What the exercise asks: All of the data that follows is to be written out exactly, with images excluded.

Entries shown:
········

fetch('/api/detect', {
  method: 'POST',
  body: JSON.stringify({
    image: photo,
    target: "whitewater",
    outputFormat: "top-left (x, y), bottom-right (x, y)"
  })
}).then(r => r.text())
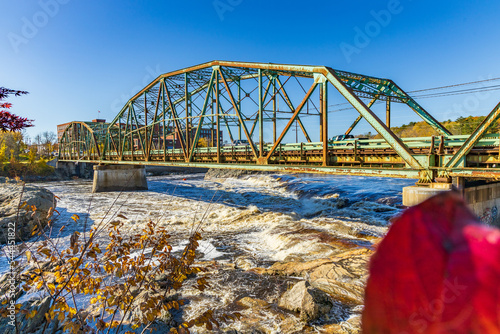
top-left (0, 172), bottom-right (415, 332)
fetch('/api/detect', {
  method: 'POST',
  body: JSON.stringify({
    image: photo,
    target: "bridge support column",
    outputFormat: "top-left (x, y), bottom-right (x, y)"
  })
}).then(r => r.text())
top-left (403, 180), bottom-right (500, 226)
top-left (56, 161), bottom-right (94, 179)
top-left (402, 183), bottom-right (452, 207)
top-left (92, 165), bottom-right (148, 193)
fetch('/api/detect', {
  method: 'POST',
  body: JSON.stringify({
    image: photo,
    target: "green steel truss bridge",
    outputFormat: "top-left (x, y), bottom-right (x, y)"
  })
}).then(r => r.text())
top-left (58, 61), bottom-right (500, 183)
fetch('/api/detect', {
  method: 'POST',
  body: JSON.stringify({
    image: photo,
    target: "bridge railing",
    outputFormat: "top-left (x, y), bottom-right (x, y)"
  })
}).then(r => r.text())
top-left (95, 134), bottom-right (500, 157)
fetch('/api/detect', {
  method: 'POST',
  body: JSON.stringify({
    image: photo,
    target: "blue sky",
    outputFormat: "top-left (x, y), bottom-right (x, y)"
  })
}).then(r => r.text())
top-left (2, 0), bottom-right (500, 140)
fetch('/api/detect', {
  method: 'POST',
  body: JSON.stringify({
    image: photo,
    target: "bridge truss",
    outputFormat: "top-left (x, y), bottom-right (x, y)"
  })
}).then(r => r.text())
top-left (59, 61), bottom-right (500, 182)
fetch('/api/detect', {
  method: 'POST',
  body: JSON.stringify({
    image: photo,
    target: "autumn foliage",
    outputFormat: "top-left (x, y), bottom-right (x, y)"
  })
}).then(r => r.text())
top-left (0, 87), bottom-right (32, 131)
top-left (362, 191), bottom-right (500, 333)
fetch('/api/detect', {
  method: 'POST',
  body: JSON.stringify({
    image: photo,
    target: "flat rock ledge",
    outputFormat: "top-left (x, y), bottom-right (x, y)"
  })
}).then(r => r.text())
top-left (251, 248), bottom-right (373, 333)
top-left (204, 168), bottom-right (271, 181)
top-left (258, 248), bottom-right (372, 306)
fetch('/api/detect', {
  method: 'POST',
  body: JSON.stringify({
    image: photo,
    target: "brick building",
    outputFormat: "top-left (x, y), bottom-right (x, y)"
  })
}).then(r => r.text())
top-left (57, 119), bottom-right (106, 142)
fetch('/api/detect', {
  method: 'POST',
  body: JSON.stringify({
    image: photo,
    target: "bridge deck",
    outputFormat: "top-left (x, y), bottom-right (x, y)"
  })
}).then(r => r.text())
top-left (59, 134), bottom-right (500, 180)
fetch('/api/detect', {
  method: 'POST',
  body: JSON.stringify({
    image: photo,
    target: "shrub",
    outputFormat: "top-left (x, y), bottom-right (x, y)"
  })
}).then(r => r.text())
top-left (1, 193), bottom-right (240, 333)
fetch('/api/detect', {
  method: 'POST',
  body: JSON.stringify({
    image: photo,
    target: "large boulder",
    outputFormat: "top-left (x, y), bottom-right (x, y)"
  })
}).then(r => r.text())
top-left (260, 249), bottom-right (372, 305)
top-left (0, 179), bottom-right (56, 244)
top-left (0, 296), bottom-right (63, 334)
top-left (278, 281), bottom-right (333, 322)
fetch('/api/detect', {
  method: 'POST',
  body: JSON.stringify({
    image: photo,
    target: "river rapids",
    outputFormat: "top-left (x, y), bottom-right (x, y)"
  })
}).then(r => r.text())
top-left (1, 172), bottom-right (415, 333)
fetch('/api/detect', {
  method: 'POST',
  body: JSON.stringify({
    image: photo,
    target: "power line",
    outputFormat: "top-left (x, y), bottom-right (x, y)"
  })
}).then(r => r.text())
top-left (407, 77), bottom-right (500, 93)
top-left (324, 79), bottom-right (500, 112)
top-left (412, 84), bottom-right (500, 99)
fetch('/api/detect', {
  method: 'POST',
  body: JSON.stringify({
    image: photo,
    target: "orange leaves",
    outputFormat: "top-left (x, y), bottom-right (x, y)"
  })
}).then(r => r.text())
top-left (196, 277), bottom-right (209, 291)
top-left (26, 309), bottom-right (37, 319)
top-left (4, 204), bottom-right (227, 334)
top-left (46, 206), bottom-right (58, 219)
top-left (25, 250), bottom-right (32, 262)
top-left (70, 231), bottom-right (80, 255)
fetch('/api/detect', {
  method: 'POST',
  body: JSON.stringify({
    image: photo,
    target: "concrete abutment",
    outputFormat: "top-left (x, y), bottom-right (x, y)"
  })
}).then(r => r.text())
top-left (56, 161), bottom-right (94, 179)
top-left (92, 165), bottom-right (148, 193)
top-left (403, 178), bottom-right (500, 226)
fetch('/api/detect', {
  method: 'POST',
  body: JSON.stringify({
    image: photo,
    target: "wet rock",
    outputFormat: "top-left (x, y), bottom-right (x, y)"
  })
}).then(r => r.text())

········

Response to the task:
fetch('/api/detect', {
  method: 'POST',
  body: JSON.stringify({
    image: photo,
    target: "whitewater",
    outputFormat: "top-left (x, y), bottom-right (x, y)"
  })
}).then(r => r.text())
top-left (0, 172), bottom-right (415, 332)
fetch('/api/detect', {
  method: 'POST',
  body: JSON.stringify({
    image: photo,
    target: "bridge support column",
    outputFormat: "top-left (x, y), bottom-right (x, y)"
  })
}).then(r => r.text())
top-left (403, 180), bottom-right (500, 226)
top-left (56, 161), bottom-right (94, 179)
top-left (402, 183), bottom-right (452, 207)
top-left (92, 165), bottom-right (148, 193)
fetch('/api/detect', {
  method: 'POST',
  body: JSON.stringify({
    image: photo,
    target: "green steel truss bridge",
    outputFormat: "top-left (x, y), bottom-right (x, y)"
  })
}).then(r => r.text())
top-left (58, 61), bottom-right (500, 183)
fetch('/api/detect', {
  method: 'POST',
  body: JSON.stringify({
    image: photo,
    target: "bridge railing",
    outputFormat: "top-left (x, y), bottom-right (x, y)"
  })
}).then(r => r.text())
top-left (95, 134), bottom-right (500, 157)
fetch('/api/detect', {
  method: 'POST',
  body: JSON.stringify({
    image: photo,
    target: "blue sky",
    outputFormat: "top-left (x, y), bottom-right (x, y)"
  })
}).then(r => r.text())
top-left (2, 0), bottom-right (500, 140)
fetch('/api/detect', {
  method: 'POST',
  body: JSON.stringify({
    image: photo,
    target: "bridge truss",
    outputFormat: "top-left (x, y), bottom-right (x, y)"
  })
}).then(r => r.text())
top-left (59, 61), bottom-right (500, 182)
fetch('/api/detect', {
  method: 'POST',
  body: JSON.stringify({
    image: photo,
    target: "autumn foliage",
    outputFormat: "top-left (x, y), bottom-right (x, y)"
  })
}).then(r => r.text())
top-left (0, 87), bottom-right (32, 131)
top-left (362, 191), bottom-right (500, 333)
fetch('/api/detect', {
  method: 'POST',
  body: JSON.stringify({
    image: photo,
    target: "flat rock ledge",
    outputFormat: "top-left (x, y), bottom-right (x, y)"
  })
}).then(r => r.text())
top-left (251, 248), bottom-right (373, 333)
top-left (204, 168), bottom-right (271, 181)
top-left (258, 248), bottom-right (372, 306)
fetch('/api/detect', {
  method: 'POST',
  body: JSON.stringify({
    image: photo,
    target: "brick building",
    outputFormat: "top-left (x, y), bottom-right (x, y)"
  })
}).then(r => r.text())
top-left (57, 119), bottom-right (106, 142)
fetch('/api/detect', {
  method: 'POST',
  body: JSON.stringify({
    image: photo,
    target: "bridge deck",
    outputFormat: "top-left (x, y), bottom-right (x, y)"
  })
}).then(r => r.text())
top-left (59, 134), bottom-right (500, 180)
fetch('/api/detect', {
  method: 'POST',
  body: JSON.stringify({
    image: photo,
    target: "shrub",
    outputFormat: "top-left (x, y), bottom-right (x, y)"
  })
}).then(r => r.text())
top-left (1, 193), bottom-right (240, 333)
fetch('/api/detect', {
  method: 'POST',
  body: JSON.stringify({
    image: photo,
    target: "large boulder",
    outputFormat: "top-left (x, y), bottom-right (x, y)"
  })
}).then(r => r.text())
top-left (260, 249), bottom-right (372, 305)
top-left (0, 179), bottom-right (56, 244)
top-left (0, 296), bottom-right (63, 334)
top-left (278, 281), bottom-right (333, 322)
fetch('/api/detect', {
  method: 'POST',
  body: JSON.stringify({
    image: photo,
    target: "river rapids",
    outputFormat: "top-left (x, y), bottom-right (x, y)"
  })
}).then(r => r.text())
top-left (1, 172), bottom-right (415, 333)
fetch('/api/detect', {
  method: 'POST',
  body: JSON.stringify({
    image: photo,
    target: "power line",
    outputFormat: "top-left (x, y), bottom-right (x, y)"
  })
}).then(r => r.text())
top-left (407, 77), bottom-right (500, 93)
top-left (324, 79), bottom-right (500, 112)
top-left (412, 84), bottom-right (500, 99)
fetch('/api/detect', {
  method: 'POST',
  body: JSON.stringify({
    image: photo,
    target: "orange leaves",
    outputFormat: "top-left (x, y), bottom-right (x, y)"
  })
}).then(r => r.text())
top-left (196, 277), bottom-right (209, 291)
top-left (26, 309), bottom-right (37, 319)
top-left (4, 204), bottom-right (227, 334)
top-left (46, 206), bottom-right (58, 219)
top-left (25, 250), bottom-right (32, 262)
top-left (70, 231), bottom-right (80, 255)
fetch('/api/detect', {
  method: 'POST',
  body: JSON.stringify({
    image: photo,
    target: "concrete abutment",
    outputFormat: "top-left (x, y), bottom-right (x, y)"
  })
}).then(r => r.text())
top-left (56, 161), bottom-right (94, 179)
top-left (92, 165), bottom-right (148, 193)
top-left (403, 178), bottom-right (500, 226)
fetch('/api/detect', {
  method: 'POST',
  body: JSON.stringify({
    image: photo,
    target: "wet rock",
    outputFormat: "top-left (x, y), bottom-right (x, y)"
  })
}).then(r => r.text())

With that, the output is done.